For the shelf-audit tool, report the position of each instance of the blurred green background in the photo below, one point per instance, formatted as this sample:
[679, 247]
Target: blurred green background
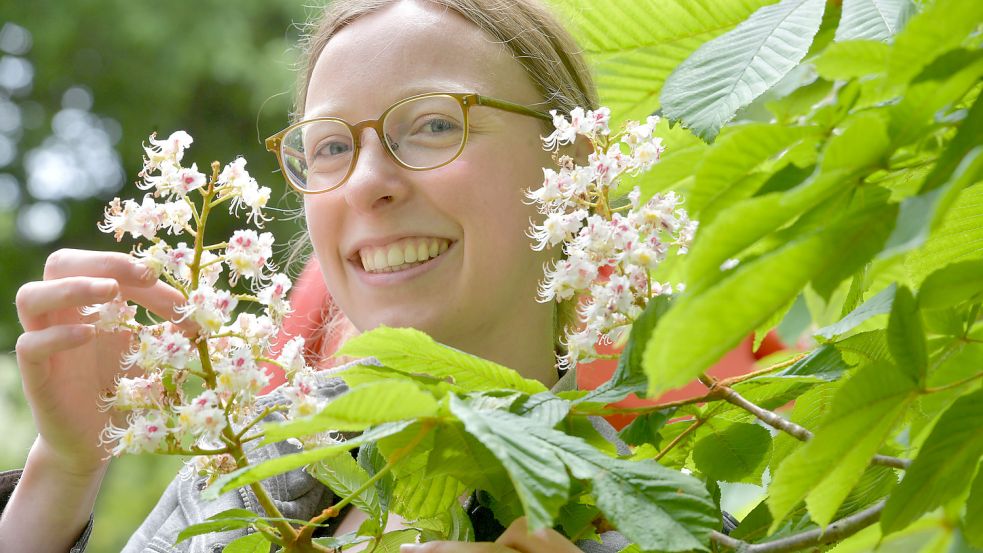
[82, 85]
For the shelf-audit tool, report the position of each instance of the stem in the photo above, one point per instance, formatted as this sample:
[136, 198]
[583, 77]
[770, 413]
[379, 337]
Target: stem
[425, 427]
[781, 365]
[675, 441]
[260, 417]
[778, 422]
[955, 384]
[836, 531]
[216, 246]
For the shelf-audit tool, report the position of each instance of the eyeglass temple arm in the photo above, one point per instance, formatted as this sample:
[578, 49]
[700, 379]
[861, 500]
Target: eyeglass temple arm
[514, 108]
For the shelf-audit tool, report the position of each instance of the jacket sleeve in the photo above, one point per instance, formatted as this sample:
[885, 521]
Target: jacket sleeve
[8, 481]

(Your task)
The entries above are to be repeated in full, except for their pictures.

(Answer box)
For the shelf-audit tool, report the position of each instance of the blurred green background in the photo below, one point per instance, formatted as this sample:
[679, 247]
Target: blurred green background
[82, 85]
For the shelf-audit tool, report the position of each instance of the stem in the photo above, one point per instance, formatted as this sample:
[136, 198]
[583, 77]
[770, 413]
[379, 337]
Target: stem
[425, 427]
[781, 365]
[675, 441]
[260, 417]
[778, 422]
[955, 384]
[836, 531]
[216, 246]
For the shelf-audit tool, report the position of each instance of the eyeglass temple arm in the photo above, one point per instance, formatted as this sample:
[578, 49]
[700, 379]
[861, 500]
Target: eyeglass temple arm
[514, 108]
For the shelf-audit tool, report the position of each instance of the jacket sleeve in the photo above, one point per instance, formatted as this sample:
[885, 521]
Target: jacket sleeve
[8, 481]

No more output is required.